Excerpted data:
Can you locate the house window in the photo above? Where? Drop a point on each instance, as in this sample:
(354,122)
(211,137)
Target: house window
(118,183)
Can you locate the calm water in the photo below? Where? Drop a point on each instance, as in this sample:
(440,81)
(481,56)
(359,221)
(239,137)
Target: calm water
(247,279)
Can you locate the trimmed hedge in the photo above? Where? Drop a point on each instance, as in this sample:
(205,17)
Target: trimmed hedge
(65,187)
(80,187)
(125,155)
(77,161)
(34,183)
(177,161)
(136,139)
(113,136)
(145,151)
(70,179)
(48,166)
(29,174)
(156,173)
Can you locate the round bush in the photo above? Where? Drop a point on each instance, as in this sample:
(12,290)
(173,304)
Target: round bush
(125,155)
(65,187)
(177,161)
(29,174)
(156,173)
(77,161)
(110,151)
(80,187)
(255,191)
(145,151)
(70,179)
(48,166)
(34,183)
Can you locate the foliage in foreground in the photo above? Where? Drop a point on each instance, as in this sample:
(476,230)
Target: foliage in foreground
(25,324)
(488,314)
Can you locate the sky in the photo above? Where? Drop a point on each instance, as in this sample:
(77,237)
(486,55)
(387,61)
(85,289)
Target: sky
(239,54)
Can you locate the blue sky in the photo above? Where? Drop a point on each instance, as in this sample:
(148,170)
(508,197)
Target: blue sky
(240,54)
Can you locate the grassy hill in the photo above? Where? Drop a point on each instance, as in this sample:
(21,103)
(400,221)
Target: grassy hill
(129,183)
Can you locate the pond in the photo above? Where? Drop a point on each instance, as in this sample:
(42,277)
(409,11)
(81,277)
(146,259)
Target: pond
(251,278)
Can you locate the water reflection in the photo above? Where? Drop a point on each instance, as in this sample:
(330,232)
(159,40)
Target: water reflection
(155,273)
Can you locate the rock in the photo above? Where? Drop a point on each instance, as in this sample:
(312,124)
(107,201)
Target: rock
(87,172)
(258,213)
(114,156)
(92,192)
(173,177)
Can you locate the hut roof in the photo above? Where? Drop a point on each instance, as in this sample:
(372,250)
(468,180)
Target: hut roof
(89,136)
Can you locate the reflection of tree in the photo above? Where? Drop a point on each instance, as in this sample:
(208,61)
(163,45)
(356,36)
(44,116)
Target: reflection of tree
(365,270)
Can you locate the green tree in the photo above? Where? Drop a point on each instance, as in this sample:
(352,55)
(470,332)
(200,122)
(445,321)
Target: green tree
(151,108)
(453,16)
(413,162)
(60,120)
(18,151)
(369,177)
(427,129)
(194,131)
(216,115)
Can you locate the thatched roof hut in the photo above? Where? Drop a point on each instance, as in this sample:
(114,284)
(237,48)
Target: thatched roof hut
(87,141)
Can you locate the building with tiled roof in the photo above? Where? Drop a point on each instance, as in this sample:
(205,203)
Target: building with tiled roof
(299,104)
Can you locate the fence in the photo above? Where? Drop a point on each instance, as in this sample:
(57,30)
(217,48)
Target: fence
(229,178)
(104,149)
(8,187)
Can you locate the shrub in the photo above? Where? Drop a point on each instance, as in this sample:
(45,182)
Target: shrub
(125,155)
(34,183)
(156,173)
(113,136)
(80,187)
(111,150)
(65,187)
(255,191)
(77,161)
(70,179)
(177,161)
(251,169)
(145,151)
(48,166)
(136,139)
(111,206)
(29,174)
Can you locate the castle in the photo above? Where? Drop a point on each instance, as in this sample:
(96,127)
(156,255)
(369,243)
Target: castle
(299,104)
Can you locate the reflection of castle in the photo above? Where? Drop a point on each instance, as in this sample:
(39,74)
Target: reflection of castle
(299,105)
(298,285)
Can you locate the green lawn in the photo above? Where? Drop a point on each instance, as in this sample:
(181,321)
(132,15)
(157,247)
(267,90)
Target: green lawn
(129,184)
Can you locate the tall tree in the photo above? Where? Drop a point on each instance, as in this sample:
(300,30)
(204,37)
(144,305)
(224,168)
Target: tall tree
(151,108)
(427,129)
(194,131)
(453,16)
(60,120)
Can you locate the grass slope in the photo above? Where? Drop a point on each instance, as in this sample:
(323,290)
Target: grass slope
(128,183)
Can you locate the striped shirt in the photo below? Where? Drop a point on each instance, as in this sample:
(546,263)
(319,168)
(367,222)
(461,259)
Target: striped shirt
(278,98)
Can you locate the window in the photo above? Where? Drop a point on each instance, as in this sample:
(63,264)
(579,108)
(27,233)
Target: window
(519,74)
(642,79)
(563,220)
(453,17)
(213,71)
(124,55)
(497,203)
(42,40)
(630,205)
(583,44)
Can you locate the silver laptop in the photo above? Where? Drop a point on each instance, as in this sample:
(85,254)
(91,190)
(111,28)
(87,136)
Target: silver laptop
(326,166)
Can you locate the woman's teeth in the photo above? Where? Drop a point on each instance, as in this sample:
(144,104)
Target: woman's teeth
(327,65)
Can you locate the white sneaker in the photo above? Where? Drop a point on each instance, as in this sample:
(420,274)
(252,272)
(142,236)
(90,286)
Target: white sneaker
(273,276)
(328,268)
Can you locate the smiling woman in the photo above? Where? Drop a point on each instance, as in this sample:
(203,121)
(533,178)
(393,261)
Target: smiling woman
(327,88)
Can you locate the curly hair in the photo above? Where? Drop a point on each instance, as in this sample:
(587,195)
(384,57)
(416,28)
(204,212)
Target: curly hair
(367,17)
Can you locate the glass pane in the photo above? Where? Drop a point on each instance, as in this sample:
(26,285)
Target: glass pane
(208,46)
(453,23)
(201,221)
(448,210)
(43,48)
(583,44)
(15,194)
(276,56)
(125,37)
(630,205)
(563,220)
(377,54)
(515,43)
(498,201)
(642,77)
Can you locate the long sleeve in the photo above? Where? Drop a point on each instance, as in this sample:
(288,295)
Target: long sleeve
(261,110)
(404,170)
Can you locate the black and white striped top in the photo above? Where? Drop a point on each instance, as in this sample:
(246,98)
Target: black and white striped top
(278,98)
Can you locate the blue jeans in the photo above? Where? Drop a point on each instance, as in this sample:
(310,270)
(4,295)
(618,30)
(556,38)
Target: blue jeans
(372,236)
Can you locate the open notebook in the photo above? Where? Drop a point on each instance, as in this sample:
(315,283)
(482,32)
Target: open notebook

Task statement:
Retype the listing. Match it exactly.

Response for this exercise:
Can you locate the house window in the photo above? Where? Drop a point on each instance, as in this sample:
(354,122)
(211,137)
Target: house window
(118,183)
Can you locate the calm water in the photo below? Where? Drop a point on each instance, as in this sample:
(440,81)
(481,56)
(359,221)
(239,137)
Target: calm water
(247,279)
Can you locate the trimmed hedge in the photo above? Where? Drop a point on each instance, as in this sample:
(205,17)
Target: trimmed hedge
(65,187)
(80,187)
(125,155)
(77,161)
(34,183)
(177,161)
(136,139)
(113,136)
(145,151)
(70,179)
(48,166)
(29,174)
(156,173)
Can you locate the round bush in the photo above? Where? Drop a point on each instance, as in this sample:
(12,290)
(173,304)
Target: round bush
(125,155)
(65,187)
(177,161)
(29,174)
(156,173)
(77,161)
(110,151)
(80,187)
(255,191)
(145,151)
(70,179)
(48,166)
(34,183)
Can you locate the foliage in foreground in the photo above? Where? Drop a point on each instance, as in this sample:
(476,230)
Target: foliage in foreground
(25,324)
(488,314)
Can you locate the sky in the photo above? Where? Drop a point on each instance, as in this sample:
(77,237)
(486,55)
(387,61)
(85,289)
Target: sky
(239,54)
Can you locate the blue sky in the photo above? Where? Drop a point on each instance, as in this sample:
(148,170)
(508,197)
Target: blue sky
(240,54)
Can you locate the grassy hill in the photo above? Where? Drop a point on each instance, as in this sample:
(21,103)
(400,221)
Target: grassy hill
(129,183)
Can you locate the pond in the photo above? Where? Drop a point on each instance, as in this sample:
(42,277)
(409,11)
(81,277)
(146,259)
Target: pond
(251,278)
Can you locate the water reflection in the photo above? Where? Drop a point on each instance, as in this sample:
(330,232)
(159,40)
Target: water reflection
(155,273)
Can you locate the rock in the photo above? Where? Drop a point on each instance, as in this sample:
(312,124)
(107,201)
Target: rock
(87,172)
(258,213)
(114,156)
(92,192)
(173,177)
Can you locate the hut roof in the photo above? Where? Drop a point on each instance, as in this sample:
(372,250)
(468,180)
Target: hut roof
(89,136)
Can you locate the reflection of tree in the photo above? Where? Drop a point on each instance, as in this sample:
(208,61)
(163,45)
(356,36)
(44,116)
Target: reflection of tree
(365,270)
Can you locate the green tree in the photo above? Where? Drop a point on each instance, as in this sample:
(352,55)
(470,332)
(200,122)
(445,321)
Target: green tree
(151,108)
(453,16)
(413,162)
(60,120)
(18,151)
(369,177)
(427,129)
(194,131)
(216,115)
Can you locate the thatched roof hut in the photo above? Where? Drop a point on each instance, as in this sample:
(114,284)
(237,48)
Target: thatched roof hut
(87,141)
Can you locate the building with tiled roof in the photo above? Where? Drop a point on each instance, as in this sample:
(205,203)
Target: building with tiled roof
(299,104)
Can you locate the fence in the photo above? Where? Drop a point on each instance, as in this sample:
(57,30)
(217,48)
Target: fence
(229,178)
(104,149)
(8,187)
Can you locate the shrub in the photo above? Where? Drop a point on each instance, as in this sample:
(45,182)
Target: shrub
(125,155)
(34,183)
(156,173)
(113,136)
(80,187)
(111,150)
(65,187)
(255,191)
(77,161)
(70,179)
(177,161)
(251,169)
(145,151)
(48,166)
(136,139)
(111,206)
(29,174)
Can you locate the castle in the photo above? Where? Drop a point on each instance, as in this sample:
(96,127)
(156,255)
(369,243)
Target: castle
(299,104)
Can you locate the reflection of castle in the photo above? Where? Drop a point on each instance, as in this sample:
(39,74)
Target: reflection of castle
(299,105)
(298,285)
Can you locate the green lawn in the photo above? Where? Drop a point on each instance, as in this sample:
(181,321)
(132,15)
(157,247)
(267,90)
Target: green lawn
(129,184)
Can you locate the tall tree in the photo above? Where? Drop a point on each instance, as in this sample:
(300,30)
(204,37)
(144,305)
(224,168)
Target: tall tree
(151,108)
(427,129)
(194,131)
(453,16)
(60,120)
Can you locate the grass slope in the photo above? Where? Drop a point on each instance, as in this sample:
(323,290)
Target: grass slope
(128,183)
Can you locate the striped shirt in the photo below? Where? Drop a point on each instance, as in this sample:
(546,263)
(319,168)
(367,222)
(461,259)
Target: striped shirt
(278,98)
Can you locate the window in the photo above? Where? Drop a point on each instance, as in this sample:
(63,264)
(579,108)
(27,233)
Target: window
(519,74)
(642,79)
(563,220)
(453,17)
(213,71)
(124,55)
(497,203)
(42,40)
(630,205)
(583,44)
Can you locate the silver laptop in the photo above? Where? Drop a point on each instance, as in this sample:
(85,254)
(91,190)
(111,28)
(87,136)
Target: silver laptop
(326,166)
Can you locate the woman's teeth in the photo above? Where? Drop a point on each instance, as in this sample:
(144,104)
Target: woman's teeth
(327,65)
Can you locate the white sneaker in the photo above? Where? Drop a point on each instance, as in this sample:
(420,274)
(252,272)
(142,236)
(90,286)
Target: white sneaker
(273,276)
(328,268)
Can you locate the smiling woman in the photo above? Where? Drop a point on each instance, as in this sample:
(203,121)
(533,178)
(393,261)
Target: smiling woman
(327,88)
Can you locate the curly hair in the photo above? Where? Drop a point on each instance, as in this sample:
(587,195)
(384,57)
(416,28)
(204,212)
Target: curly hair
(367,17)
Can you locate the glass pane in the photo above? Where? Drop a point on each instance, as in this sample:
(26,285)
Target: glass pane
(208,46)
(453,23)
(201,221)
(448,210)
(43,48)
(583,44)
(15,194)
(276,56)
(125,37)
(630,205)
(563,220)
(377,54)
(515,43)
(498,201)
(642,77)
Can you locate the long sleeve in the photo above? Where? Drop a point on each instance, as in this sample:
(288,295)
Target: long sleeve
(261,110)
(404,170)
Can you locate the black and white striped top in the photo above? Where? Drop a point on each instance, as in this sample:
(246,98)
Target: black and white striped top
(278,98)
Can you locate the blue jeans in the photo above? Where? Drop a point on each instance, as in this sample:
(310,270)
(4,295)
(618,30)
(556,38)
Target: blue jeans
(372,236)
Can you locate the open notebook in the photo above? Where? Drop a point on each instance, as in this sample:
(315,283)
(482,32)
Target: open notebook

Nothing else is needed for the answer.